• [ACTION ITEM]:
Each entry must appear in the answer exactly as given.

(Excerpts from a dataset)
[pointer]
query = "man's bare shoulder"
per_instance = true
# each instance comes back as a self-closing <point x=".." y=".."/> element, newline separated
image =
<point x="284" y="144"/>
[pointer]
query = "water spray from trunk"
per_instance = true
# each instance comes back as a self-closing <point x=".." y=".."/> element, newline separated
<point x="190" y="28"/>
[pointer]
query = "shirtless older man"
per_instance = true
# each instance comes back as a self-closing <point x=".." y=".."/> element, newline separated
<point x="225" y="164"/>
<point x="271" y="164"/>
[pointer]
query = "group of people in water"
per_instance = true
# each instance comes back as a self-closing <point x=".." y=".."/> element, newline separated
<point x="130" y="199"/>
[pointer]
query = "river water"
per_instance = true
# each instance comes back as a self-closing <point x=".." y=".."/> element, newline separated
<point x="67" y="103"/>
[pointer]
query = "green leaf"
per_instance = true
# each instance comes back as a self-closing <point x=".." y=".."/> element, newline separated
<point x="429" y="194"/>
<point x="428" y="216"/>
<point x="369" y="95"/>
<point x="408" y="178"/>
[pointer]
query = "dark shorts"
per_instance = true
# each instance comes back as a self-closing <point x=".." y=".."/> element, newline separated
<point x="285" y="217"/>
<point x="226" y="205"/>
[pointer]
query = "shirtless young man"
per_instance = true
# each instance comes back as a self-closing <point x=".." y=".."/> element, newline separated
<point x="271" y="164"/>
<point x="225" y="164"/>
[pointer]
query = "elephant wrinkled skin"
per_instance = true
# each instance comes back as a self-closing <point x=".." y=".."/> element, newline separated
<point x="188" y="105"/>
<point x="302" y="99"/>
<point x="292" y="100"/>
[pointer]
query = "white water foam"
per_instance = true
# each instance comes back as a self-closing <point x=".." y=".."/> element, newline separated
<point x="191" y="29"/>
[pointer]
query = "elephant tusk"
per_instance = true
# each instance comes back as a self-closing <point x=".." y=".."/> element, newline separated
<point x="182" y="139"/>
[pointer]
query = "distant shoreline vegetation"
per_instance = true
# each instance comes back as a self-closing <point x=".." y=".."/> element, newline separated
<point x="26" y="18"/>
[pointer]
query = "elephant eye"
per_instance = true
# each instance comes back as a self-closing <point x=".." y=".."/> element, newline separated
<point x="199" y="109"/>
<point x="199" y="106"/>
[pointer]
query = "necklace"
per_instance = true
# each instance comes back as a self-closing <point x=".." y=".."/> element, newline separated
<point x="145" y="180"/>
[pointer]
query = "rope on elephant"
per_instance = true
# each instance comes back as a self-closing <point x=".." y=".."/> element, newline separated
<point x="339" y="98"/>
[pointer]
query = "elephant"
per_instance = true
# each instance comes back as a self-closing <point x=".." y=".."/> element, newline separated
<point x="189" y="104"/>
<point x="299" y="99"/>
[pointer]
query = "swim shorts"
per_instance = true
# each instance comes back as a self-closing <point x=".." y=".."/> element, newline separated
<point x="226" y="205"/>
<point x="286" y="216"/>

• [REPLY]:
[pointer]
query = "man's bare shoulder"
per_instance = true
# each instance comes back as a self-closing <point x=".." y=".."/> element, newline separated
image =
<point x="284" y="144"/>
[pointer]
query = "water spray from trunk"
per_instance = true
# each instance comes back as a self-closing <point x=".." y=".."/> element, newline separated
<point x="190" y="28"/>
[pointer]
query = "shirtless older man"
per_instance = true
# each instance comes back as a self-closing <point x=".." y=".."/> element, newline separated
<point x="225" y="164"/>
<point x="271" y="164"/>
[pointer]
query = "group of people in water"
per_instance = true
# each instance comes back as a self-closing <point x=".." y=".."/> element, newline separated
<point x="130" y="199"/>
[pointer]
query = "river water"
per_instance = true
# each instance comes back as a self-closing <point x=".." y=".."/> element, newline separated
<point x="67" y="103"/>
[pointer]
query = "green leaf"
per_instance = true
# each instance comes back as a self-closing <point x=".." y=".."/> element, newline separated
<point x="429" y="194"/>
<point x="428" y="216"/>
<point x="369" y="95"/>
<point x="408" y="178"/>
[pointer]
query = "dark shorts"
per_instance = true
# each instance comes back as a self-closing <point x=".." y=".."/> element, newline separated
<point x="285" y="217"/>
<point x="226" y="205"/>
[pointer]
query = "shirtless young man"
per_instance = true
# each instance comes back as a self-closing <point x=".." y=".."/> element, newline separated
<point x="271" y="164"/>
<point x="225" y="164"/>
[pointer]
query = "elephant wrinkled skin"
per_instance = true
# each instance comes back as a self-closing <point x=".." y=".."/> element, newline separated
<point x="188" y="105"/>
<point x="302" y="99"/>
<point x="292" y="100"/>
[pointer]
query = "white water foam"
per_instance = true
# each instance comes back as a self-closing <point x=".." y=".."/> element, newline separated
<point x="191" y="29"/>
[pointer]
query = "elephant tusk"
per_instance = true
# each instance comes back as a self-closing <point x=".." y=".."/> element, newline separated
<point x="182" y="139"/>
[pointer]
query = "distant shoreline vegetation"
per_instance = true
# each instance comes back as a self-closing <point x=".." y=".."/> element, newline separated
<point x="26" y="18"/>
[pointer]
query = "elephant eye"
per_instance = true
# each instance comes back as a self-closing <point x=".." y=".."/> element, newline separated
<point x="199" y="109"/>
<point x="199" y="106"/>
[pointer]
query = "necklace"
per_instance = true
# each instance comes back as a self-closing <point x=".." y=".."/> element, newline separated
<point x="145" y="180"/>
[pointer]
query = "rope on elephant"
per_instance = true
# each instance comes back as a self-closing <point x=".." y=".."/> element, newline separated
<point x="339" y="98"/>
[pointer]
query = "elephant"
per_instance = true
# each instance comes back as a self-closing <point x=".." y=".."/> element, newline separated
<point x="189" y="104"/>
<point x="299" y="99"/>
[pointer]
query = "swim shorts"
per_instance = true
# each instance comes back as a self-closing <point x=".." y=".."/> element, newline separated
<point x="226" y="205"/>
<point x="286" y="216"/>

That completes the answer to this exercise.